+++ Records provided

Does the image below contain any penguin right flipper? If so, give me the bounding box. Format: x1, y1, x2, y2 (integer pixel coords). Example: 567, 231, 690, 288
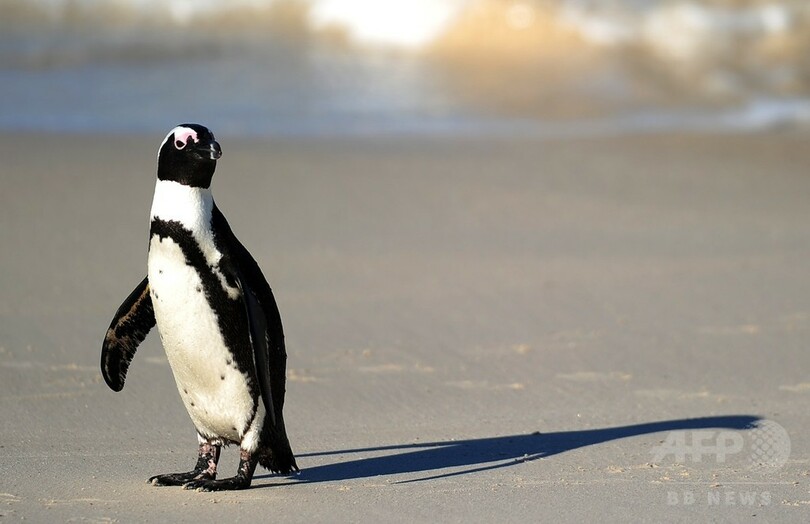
101, 277, 156, 392
211, 205, 297, 474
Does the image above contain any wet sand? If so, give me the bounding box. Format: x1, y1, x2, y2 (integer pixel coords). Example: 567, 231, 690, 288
1, 130, 810, 521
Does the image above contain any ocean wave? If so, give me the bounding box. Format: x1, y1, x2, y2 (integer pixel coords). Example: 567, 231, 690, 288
3, 0, 810, 136
426, 0, 810, 118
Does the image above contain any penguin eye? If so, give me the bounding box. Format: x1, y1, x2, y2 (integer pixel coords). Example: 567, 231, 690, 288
174, 139, 186, 150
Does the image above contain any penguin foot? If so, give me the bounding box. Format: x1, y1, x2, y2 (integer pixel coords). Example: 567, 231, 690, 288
148, 440, 221, 486
183, 476, 251, 492
184, 448, 258, 492
149, 470, 214, 486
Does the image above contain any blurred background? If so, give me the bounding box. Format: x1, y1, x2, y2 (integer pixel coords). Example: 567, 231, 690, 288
4, 0, 810, 138
5, 4, 810, 519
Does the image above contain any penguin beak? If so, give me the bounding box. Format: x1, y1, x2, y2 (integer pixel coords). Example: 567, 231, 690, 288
192, 139, 222, 161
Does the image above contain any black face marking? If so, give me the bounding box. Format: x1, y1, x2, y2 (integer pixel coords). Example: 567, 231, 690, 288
157, 124, 221, 188
149, 218, 259, 422
221, 375, 225, 380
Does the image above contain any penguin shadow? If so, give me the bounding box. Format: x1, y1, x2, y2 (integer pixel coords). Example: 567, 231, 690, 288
256, 415, 761, 486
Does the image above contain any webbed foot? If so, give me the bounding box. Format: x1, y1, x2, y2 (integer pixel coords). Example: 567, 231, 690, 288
149, 470, 213, 486
184, 448, 258, 492
183, 475, 251, 491
148, 441, 221, 487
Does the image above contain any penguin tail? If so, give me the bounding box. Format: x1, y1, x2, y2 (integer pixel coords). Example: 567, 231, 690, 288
259, 421, 299, 475
259, 433, 299, 474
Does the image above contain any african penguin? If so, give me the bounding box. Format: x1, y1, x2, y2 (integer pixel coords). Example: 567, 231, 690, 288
101, 123, 297, 491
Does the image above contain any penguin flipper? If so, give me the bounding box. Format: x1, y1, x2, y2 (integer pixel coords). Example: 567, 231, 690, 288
101, 277, 155, 391
212, 205, 297, 473
242, 282, 277, 427
232, 255, 298, 473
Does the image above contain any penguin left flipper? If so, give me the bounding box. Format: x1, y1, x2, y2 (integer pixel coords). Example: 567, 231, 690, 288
101, 277, 156, 391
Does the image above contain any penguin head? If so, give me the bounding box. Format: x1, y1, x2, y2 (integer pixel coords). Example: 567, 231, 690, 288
157, 124, 222, 188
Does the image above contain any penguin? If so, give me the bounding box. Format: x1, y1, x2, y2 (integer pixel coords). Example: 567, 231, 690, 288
101, 123, 297, 491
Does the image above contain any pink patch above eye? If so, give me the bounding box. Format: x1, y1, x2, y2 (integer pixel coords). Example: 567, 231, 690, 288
173, 128, 199, 150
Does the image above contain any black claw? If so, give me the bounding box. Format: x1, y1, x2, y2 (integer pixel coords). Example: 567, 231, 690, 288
183, 477, 251, 492
149, 471, 210, 486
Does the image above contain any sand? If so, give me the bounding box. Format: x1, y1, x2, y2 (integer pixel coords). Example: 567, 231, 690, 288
1, 130, 810, 522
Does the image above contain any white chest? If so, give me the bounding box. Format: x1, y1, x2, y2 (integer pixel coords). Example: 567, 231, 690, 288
148, 234, 220, 360
146, 181, 254, 441
148, 236, 253, 441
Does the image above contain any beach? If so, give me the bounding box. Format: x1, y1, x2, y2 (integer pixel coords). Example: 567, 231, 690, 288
1, 130, 810, 521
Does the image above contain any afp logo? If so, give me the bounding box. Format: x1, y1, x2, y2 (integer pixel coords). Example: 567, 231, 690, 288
650, 419, 790, 468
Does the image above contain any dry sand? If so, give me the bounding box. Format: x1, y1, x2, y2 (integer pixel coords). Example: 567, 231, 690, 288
1, 131, 810, 522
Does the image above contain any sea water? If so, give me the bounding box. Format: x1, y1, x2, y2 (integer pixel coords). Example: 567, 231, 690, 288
2, 0, 810, 138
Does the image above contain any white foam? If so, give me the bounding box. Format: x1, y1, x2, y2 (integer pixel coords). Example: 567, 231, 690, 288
26, 0, 469, 48
309, 0, 467, 48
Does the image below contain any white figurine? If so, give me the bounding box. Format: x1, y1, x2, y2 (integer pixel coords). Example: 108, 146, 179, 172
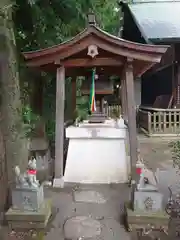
27, 158, 39, 188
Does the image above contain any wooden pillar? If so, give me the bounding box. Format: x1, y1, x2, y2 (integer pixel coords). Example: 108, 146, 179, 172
120, 79, 125, 116
54, 66, 65, 186
71, 78, 76, 118
124, 58, 138, 181
121, 77, 128, 121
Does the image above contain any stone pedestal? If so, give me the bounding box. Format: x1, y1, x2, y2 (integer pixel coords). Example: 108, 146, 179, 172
64, 119, 129, 184
125, 202, 169, 231
6, 199, 52, 230
12, 186, 44, 211
125, 169, 169, 239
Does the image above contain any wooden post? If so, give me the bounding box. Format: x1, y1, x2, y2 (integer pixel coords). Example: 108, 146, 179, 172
120, 79, 125, 116
121, 77, 128, 122
53, 66, 65, 187
124, 58, 138, 181
71, 78, 76, 118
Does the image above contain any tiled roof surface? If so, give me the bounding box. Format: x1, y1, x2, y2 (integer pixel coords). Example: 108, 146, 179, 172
129, 1, 180, 40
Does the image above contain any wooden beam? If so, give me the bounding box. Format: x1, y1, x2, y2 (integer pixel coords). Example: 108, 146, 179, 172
66, 67, 123, 78
124, 58, 138, 181
62, 57, 123, 68
54, 66, 65, 180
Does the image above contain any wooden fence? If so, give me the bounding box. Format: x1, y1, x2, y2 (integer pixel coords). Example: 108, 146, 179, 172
105, 105, 121, 117
138, 107, 180, 136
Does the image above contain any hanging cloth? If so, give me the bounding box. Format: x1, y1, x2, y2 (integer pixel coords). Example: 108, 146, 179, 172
89, 68, 96, 113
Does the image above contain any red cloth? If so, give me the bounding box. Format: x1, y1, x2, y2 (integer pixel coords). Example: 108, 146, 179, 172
27, 170, 37, 175
136, 167, 142, 175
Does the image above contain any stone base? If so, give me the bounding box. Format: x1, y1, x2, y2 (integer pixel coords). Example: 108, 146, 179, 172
124, 202, 169, 231
12, 186, 44, 212
53, 177, 64, 188
5, 199, 52, 230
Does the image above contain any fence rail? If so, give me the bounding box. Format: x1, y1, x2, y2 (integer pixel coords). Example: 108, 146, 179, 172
105, 105, 121, 117
138, 107, 180, 136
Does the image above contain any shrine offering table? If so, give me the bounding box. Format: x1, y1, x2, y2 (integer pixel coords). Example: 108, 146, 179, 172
64, 120, 129, 184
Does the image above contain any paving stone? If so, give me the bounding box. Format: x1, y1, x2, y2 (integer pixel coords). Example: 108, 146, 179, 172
64, 216, 101, 239
74, 191, 106, 204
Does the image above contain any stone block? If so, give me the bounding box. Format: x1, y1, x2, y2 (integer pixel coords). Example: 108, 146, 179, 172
134, 191, 163, 212
28, 138, 49, 151
12, 185, 44, 211
6, 199, 52, 230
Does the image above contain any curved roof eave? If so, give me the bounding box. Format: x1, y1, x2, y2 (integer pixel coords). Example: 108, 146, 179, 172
23, 25, 169, 62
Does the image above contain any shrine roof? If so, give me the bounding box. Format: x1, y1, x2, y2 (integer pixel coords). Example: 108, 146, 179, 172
23, 24, 168, 60
122, 1, 180, 42
23, 24, 170, 77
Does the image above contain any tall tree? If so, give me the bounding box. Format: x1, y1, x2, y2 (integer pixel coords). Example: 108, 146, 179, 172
0, 0, 28, 185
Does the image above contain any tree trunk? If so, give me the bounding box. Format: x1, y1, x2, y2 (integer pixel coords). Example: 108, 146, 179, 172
0, 1, 28, 185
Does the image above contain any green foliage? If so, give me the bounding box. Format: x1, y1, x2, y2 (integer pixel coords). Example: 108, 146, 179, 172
14, 0, 119, 52
76, 77, 89, 121
170, 140, 180, 169
45, 119, 55, 142
22, 104, 40, 137
13, 0, 120, 142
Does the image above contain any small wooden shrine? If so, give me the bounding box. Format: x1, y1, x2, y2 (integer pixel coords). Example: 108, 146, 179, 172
81, 74, 114, 113
23, 14, 169, 185
120, 0, 180, 136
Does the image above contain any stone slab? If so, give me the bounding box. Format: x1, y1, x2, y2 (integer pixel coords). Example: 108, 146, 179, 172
64, 216, 101, 239
6, 199, 51, 225
73, 190, 106, 204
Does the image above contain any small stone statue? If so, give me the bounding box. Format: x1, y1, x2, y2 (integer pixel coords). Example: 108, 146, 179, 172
14, 158, 39, 189
26, 158, 39, 188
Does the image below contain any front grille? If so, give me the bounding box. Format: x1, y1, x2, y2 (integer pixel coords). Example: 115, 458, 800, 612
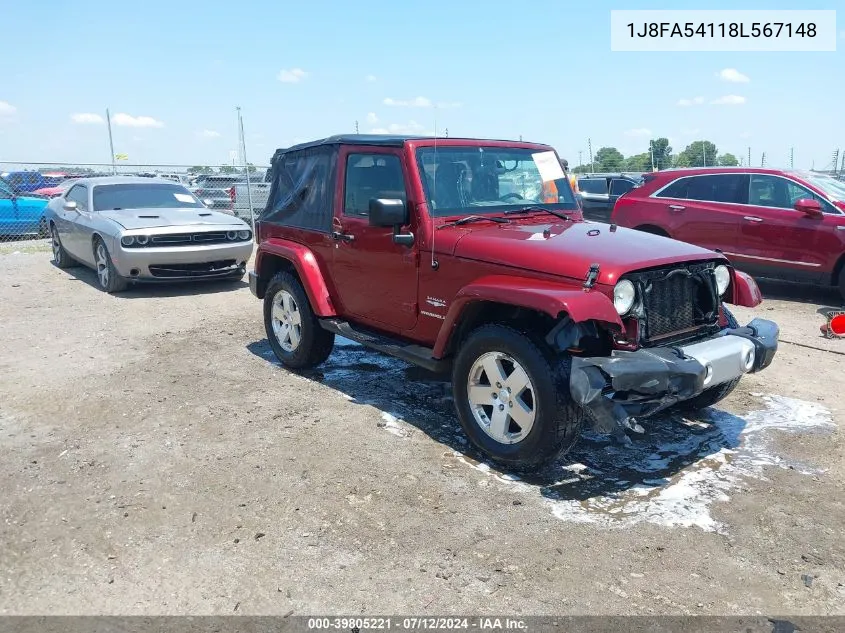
630, 263, 720, 345
148, 259, 239, 278
150, 232, 229, 246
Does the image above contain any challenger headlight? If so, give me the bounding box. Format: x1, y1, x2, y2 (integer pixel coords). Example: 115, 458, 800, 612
226, 231, 238, 241
237, 230, 251, 240
714, 265, 730, 296
136, 235, 150, 246
120, 235, 135, 246
613, 279, 636, 315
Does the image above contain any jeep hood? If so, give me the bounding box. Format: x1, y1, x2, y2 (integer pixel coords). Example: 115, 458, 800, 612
447, 221, 723, 285
99, 207, 247, 230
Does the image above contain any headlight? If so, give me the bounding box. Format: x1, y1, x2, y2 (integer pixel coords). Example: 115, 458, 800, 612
613, 279, 636, 315
136, 235, 150, 246
121, 235, 135, 246
714, 265, 730, 296
226, 230, 238, 241
237, 230, 251, 240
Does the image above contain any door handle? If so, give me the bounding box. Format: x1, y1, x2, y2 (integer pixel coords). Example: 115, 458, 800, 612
668, 204, 685, 212
836, 226, 845, 231
331, 231, 354, 243
743, 216, 763, 223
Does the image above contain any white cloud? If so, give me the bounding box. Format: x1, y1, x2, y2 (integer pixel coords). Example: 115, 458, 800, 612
370, 120, 433, 135
111, 113, 164, 128
0, 101, 17, 117
198, 129, 221, 138
436, 101, 462, 109
677, 96, 705, 106
366, 112, 378, 124
277, 68, 308, 83
625, 127, 652, 137
711, 95, 746, 105
365, 74, 377, 82
383, 96, 432, 107
718, 68, 750, 83
71, 113, 104, 124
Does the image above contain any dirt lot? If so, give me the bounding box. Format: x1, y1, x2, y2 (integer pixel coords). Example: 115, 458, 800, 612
1, 244, 844, 616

++++++

■ Exercise description
Print exactly, and only, the lines from the line that contains "Does the image above contain any white cloud?" through the last line of the records.

■ Exercise answer
Does the image above contain any white cloud? If so, give me the bounding box. Format: x1, y1, x2, y2 (integer pixel coords). Example: 115, 458, 800, 612
370, 120, 433, 135
111, 113, 164, 128
0, 101, 17, 117
198, 129, 221, 138
436, 101, 462, 109
677, 96, 705, 106
366, 112, 378, 124
277, 68, 308, 83
625, 127, 652, 137
711, 95, 746, 105
365, 74, 377, 82
383, 96, 432, 107
718, 68, 750, 83
71, 113, 104, 124
Does the image above contain any dirt lot? If so, give me the bounding box. Format: x1, y1, x2, y2 (integer pixel coords). Example: 115, 458, 800, 612
1, 244, 844, 616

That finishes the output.